Raw data:
--------

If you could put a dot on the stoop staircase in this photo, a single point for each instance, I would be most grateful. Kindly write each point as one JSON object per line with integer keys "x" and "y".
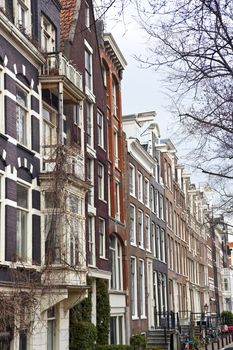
{"x": 158, "y": 339}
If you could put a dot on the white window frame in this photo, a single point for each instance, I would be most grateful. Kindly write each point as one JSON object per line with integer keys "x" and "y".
{"x": 116, "y": 263}
{"x": 102, "y": 239}
{"x": 148, "y": 237}
{"x": 77, "y": 116}
{"x": 88, "y": 53}
{"x": 132, "y": 179}
{"x": 153, "y": 234}
{"x": 119, "y": 335}
{"x": 132, "y": 226}
{"x": 118, "y": 204}
{"x": 51, "y": 320}
{"x": 100, "y": 128}
{"x": 140, "y": 186}
{"x": 91, "y": 241}
{"x": 52, "y": 125}
{"x": 116, "y": 145}
{"x": 26, "y": 254}
{"x": 2, "y": 216}
{"x": 133, "y": 290}
{"x": 24, "y": 24}
{"x": 114, "y": 97}
{"x": 22, "y": 113}
{"x": 140, "y": 229}
{"x": 89, "y": 116}
{"x": 90, "y": 177}
{"x": 2, "y": 104}
{"x": 146, "y": 192}
{"x": 76, "y": 218}
{"x": 100, "y": 175}
{"x": 87, "y": 16}
{"x": 141, "y": 271}
{"x": 48, "y": 35}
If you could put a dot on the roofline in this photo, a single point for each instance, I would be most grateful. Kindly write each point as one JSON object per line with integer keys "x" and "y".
{"x": 108, "y": 37}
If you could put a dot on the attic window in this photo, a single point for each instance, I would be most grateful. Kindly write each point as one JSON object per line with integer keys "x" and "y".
{"x": 87, "y": 15}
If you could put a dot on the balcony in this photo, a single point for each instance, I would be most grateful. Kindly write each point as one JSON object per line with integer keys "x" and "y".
{"x": 57, "y": 65}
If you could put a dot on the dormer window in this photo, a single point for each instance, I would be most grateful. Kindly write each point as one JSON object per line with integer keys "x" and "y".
{"x": 48, "y": 35}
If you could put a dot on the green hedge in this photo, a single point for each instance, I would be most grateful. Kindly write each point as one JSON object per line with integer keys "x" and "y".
{"x": 103, "y": 311}
{"x": 82, "y": 336}
{"x": 113, "y": 347}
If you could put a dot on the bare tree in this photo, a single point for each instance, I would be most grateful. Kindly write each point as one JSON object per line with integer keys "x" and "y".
{"x": 193, "y": 41}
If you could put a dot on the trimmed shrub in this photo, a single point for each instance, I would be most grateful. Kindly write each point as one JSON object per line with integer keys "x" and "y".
{"x": 102, "y": 311}
{"x": 113, "y": 347}
{"x": 82, "y": 336}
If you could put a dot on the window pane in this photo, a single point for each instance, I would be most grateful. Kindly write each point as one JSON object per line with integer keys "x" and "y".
{"x": 22, "y": 196}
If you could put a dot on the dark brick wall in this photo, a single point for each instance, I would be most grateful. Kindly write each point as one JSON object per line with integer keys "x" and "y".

--------

Work instruction:
The answer must contain only the lines from the one with "If you could put a dot on the green" to the end of the entries above, each written out exactly.

Exercise result:
If you could put a dot on the green hedge in this photo, a single point for each instance, I would be most grateful. Kindly write each point as one JSON object per line with integer keys "x" and "y".
{"x": 103, "y": 311}
{"x": 82, "y": 336}
{"x": 113, "y": 347}
If you could put a dot on the bare tree in this photo, a single point for each instance, I would be most grateful. Kindly write each point as one JSON object per line with integer keys "x" and "y".
{"x": 193, "y": 41}
If you could put a dot on the trimmed shrub in this photo, a single point for each instance, I would be most grateful. Kindly write each point as one JSON object per line with integer keys "x" and "y".
{"x": 102, "y": 311}
{"x": 113, "y": 347}
{"x": 82, "y": 336}
If you could put a dot on the window pane in this photo, a single point for each instance, I would be most grateful. Kindly write each point as one JSON object per line with integer keys "x" and "y".
{"x": 22, "y": 196}
If you could put a dot on the dark brick wall in this photo, a single point for each instance, I would be most grateful. Kindly write each point as one JSON object per line with integer keys "x" and "y".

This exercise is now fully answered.